- WHAT THE TASK REQUIRES -
Your output is the line containing "Guideline: for every instance of the man's left" plus all lines after it to the end of the records, reproduced exactly, with nothing else.
+++++
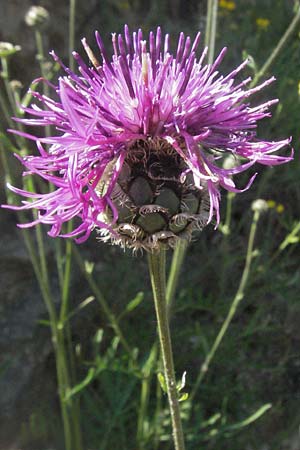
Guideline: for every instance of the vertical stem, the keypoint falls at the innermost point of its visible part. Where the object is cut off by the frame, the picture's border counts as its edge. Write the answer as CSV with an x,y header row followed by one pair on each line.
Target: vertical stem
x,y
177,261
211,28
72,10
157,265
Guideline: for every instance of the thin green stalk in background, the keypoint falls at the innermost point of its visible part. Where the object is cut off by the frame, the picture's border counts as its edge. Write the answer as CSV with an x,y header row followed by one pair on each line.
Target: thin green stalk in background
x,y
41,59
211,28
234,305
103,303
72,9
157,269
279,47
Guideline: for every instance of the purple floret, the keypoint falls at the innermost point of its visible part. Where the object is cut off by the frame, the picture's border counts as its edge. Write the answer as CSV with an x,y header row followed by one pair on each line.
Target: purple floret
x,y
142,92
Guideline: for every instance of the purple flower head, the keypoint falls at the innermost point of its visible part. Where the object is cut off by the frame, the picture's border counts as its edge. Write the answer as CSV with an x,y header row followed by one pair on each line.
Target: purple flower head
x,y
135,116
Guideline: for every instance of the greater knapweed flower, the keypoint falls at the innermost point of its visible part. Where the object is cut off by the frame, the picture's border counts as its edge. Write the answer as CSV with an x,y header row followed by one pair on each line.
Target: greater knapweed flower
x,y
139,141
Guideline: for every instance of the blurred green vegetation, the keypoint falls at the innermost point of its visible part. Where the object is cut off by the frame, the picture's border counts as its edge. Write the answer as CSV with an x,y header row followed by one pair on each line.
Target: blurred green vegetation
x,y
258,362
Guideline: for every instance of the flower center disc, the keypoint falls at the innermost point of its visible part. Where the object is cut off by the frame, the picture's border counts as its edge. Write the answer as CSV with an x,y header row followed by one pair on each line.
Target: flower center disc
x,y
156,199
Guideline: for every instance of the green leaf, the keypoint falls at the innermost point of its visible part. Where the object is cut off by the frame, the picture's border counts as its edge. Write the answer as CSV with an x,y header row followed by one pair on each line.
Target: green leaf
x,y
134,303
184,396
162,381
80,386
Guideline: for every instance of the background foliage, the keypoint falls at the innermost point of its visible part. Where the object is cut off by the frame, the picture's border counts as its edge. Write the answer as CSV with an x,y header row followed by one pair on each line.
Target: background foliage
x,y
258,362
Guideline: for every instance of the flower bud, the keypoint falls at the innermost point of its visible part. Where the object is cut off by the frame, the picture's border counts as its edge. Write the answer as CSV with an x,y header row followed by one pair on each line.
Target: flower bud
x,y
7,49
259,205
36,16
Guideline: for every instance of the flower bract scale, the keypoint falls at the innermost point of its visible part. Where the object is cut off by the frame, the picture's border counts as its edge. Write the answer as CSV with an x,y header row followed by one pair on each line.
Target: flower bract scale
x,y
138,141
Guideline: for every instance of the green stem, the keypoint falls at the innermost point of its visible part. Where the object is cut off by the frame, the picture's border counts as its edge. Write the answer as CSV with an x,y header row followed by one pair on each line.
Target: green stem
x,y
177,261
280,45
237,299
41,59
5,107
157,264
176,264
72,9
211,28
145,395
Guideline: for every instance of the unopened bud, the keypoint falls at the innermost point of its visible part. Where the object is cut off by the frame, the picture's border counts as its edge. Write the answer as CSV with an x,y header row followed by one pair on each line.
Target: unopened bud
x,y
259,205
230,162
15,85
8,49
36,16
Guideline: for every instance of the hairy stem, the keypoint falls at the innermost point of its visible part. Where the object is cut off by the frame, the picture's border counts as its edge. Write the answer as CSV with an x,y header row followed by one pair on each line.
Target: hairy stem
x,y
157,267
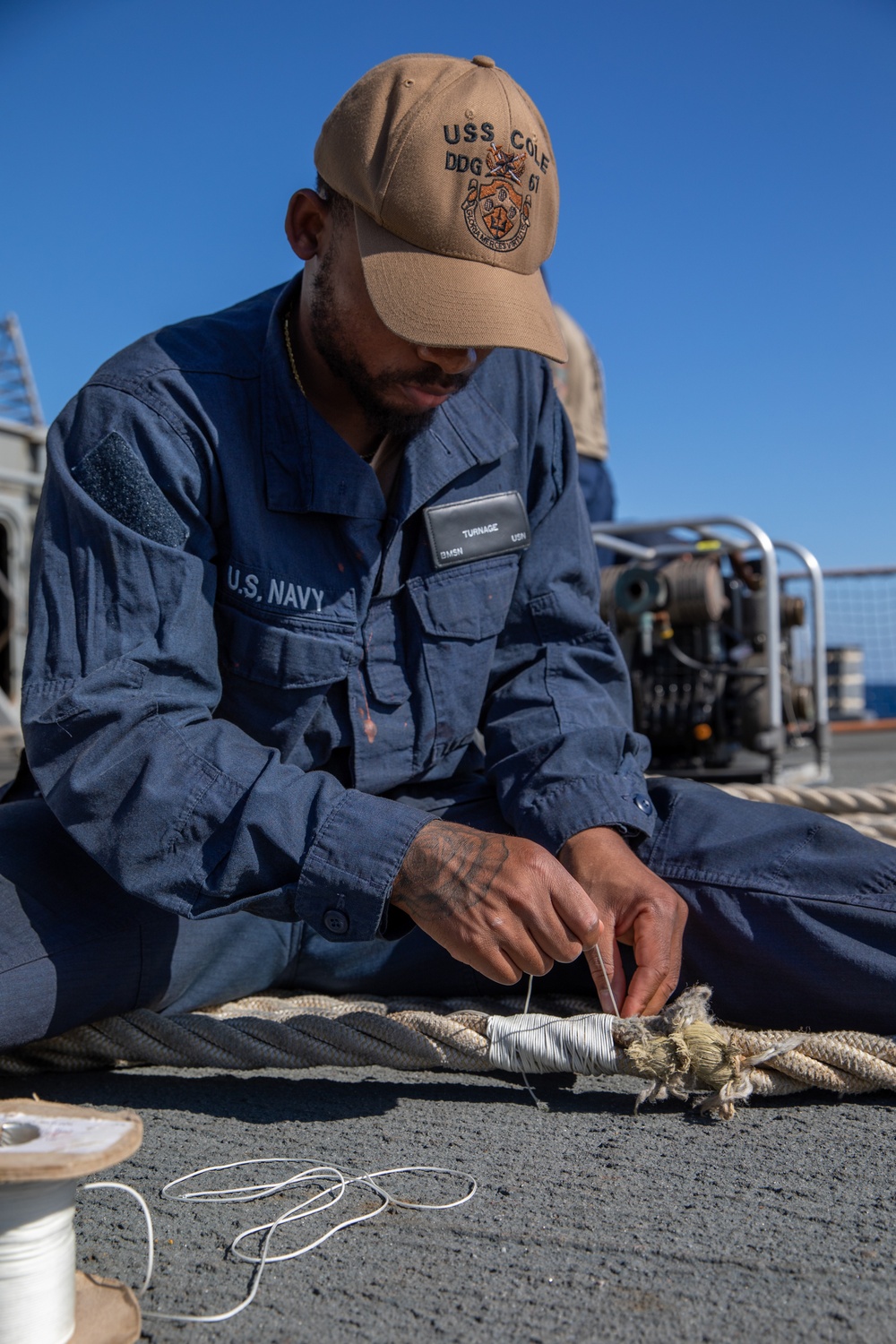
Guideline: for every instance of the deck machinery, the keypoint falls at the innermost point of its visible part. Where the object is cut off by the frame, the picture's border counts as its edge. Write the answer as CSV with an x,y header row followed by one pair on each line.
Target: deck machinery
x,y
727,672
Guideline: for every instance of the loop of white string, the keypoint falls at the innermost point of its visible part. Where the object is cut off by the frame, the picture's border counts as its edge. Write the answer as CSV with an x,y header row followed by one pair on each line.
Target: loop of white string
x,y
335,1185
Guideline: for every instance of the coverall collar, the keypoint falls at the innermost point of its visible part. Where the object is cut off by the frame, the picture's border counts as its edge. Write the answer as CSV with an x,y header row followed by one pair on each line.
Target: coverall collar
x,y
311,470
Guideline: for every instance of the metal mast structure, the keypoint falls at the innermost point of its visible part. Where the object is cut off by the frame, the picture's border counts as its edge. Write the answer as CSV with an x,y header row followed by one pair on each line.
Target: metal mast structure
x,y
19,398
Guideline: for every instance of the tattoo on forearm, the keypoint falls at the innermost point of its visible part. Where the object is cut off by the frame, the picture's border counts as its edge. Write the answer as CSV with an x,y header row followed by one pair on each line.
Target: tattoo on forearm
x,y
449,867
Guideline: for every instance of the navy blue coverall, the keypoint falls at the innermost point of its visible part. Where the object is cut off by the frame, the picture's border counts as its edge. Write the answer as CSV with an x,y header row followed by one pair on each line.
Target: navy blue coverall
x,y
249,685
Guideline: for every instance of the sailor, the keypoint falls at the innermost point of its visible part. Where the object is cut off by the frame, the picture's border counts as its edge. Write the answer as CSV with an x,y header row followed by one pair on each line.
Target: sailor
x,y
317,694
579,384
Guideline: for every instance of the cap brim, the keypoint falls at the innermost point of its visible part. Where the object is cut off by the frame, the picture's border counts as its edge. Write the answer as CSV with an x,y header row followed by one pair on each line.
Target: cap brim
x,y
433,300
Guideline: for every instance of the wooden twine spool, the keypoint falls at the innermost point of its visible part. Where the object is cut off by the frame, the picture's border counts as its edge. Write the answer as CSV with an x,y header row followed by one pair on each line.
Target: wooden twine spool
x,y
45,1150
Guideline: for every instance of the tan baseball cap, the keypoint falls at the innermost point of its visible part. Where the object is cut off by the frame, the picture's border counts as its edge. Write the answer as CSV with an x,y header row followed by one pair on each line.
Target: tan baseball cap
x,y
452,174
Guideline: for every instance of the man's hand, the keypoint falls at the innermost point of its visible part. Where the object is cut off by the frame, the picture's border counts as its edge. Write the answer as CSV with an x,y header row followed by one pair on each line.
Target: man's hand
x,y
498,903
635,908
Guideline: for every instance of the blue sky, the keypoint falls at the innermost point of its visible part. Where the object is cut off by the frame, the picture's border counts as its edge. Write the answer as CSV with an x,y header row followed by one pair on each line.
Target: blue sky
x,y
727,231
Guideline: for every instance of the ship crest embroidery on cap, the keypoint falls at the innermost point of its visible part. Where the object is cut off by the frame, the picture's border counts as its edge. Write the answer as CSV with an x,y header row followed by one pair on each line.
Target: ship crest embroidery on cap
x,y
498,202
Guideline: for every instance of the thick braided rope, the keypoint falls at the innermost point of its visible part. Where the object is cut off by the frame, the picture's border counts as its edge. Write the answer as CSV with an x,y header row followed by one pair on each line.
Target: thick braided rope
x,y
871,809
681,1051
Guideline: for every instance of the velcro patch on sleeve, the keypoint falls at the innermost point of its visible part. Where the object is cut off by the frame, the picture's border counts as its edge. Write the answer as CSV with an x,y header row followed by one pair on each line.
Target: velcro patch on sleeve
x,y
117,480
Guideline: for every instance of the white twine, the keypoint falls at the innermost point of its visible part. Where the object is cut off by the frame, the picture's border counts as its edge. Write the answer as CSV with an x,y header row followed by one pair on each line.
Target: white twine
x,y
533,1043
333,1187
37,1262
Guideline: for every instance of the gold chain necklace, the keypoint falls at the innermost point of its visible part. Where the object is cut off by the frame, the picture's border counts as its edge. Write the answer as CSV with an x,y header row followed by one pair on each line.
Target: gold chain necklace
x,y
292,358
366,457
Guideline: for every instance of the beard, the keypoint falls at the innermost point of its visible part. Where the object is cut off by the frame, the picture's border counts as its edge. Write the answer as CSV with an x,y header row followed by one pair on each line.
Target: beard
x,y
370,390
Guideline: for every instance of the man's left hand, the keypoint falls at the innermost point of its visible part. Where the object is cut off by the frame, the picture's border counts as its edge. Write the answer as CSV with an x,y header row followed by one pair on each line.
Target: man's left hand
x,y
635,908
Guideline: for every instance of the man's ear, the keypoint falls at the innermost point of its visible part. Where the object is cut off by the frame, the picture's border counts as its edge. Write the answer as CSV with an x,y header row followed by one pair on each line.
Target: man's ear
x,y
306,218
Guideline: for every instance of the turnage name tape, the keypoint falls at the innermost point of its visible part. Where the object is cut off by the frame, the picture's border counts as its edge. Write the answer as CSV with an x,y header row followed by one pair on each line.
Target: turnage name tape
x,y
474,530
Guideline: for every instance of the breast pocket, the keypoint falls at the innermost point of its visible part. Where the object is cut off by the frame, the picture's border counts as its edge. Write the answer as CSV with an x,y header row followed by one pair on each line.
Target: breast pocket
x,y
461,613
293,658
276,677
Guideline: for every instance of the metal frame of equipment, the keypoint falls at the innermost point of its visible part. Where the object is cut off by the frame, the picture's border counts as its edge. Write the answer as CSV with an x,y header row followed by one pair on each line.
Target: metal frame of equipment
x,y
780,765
+++++
- OUTPUT FOR THIS EXERCISE -
Guideline: for every instance of the man's left hand, the keypoint falls at the innermost point of its visible part. Where the object is cut off by the frame, the picture's border counts as its edge. Write the answer as CSV with an x,y header row followed by one pair on each line.
Target: man's left hand
x,y
635,908
Guideline: for every instance of the man's ear, the keypoint falls at the innermost point of its visible part. Where the object is cut off by the frame, the picture's border counts as its edge. Write the answer as CSV with an x,y header row followed by one pair on each line.
Target: man's ear
x,y
306,218
Guideline: for every instance of the turnage name tape, the keypoint falls at the innermost point of its visible part. Where the object is cut off by the frame, the picture's border counts as its edge. Write the answer as CSV with an x,y header row followed by one pair on each line.
Target: turnage name tape
x,y
474,530
Guideline: for every instance of the breast pocket, the keypoint falls at the innermost point of its visible part. Where the object is cut off by the frame, the picture's border counts as its edge. Write the answer as CSV with an x,y header row followed by one pair on each line.
Target: breast pocket
x,y
461,613
293,658
276,677
Guideline: for every instance of the metal frame of equipment, the keypoint falls at the innermost point of its visible part. Where the object is cut off by the frame, the picture's border counts as its edge. Write the answer as CSV with an x,y header row followed by one pair on each line.
Target: metal frame of equipment
x,y
780,765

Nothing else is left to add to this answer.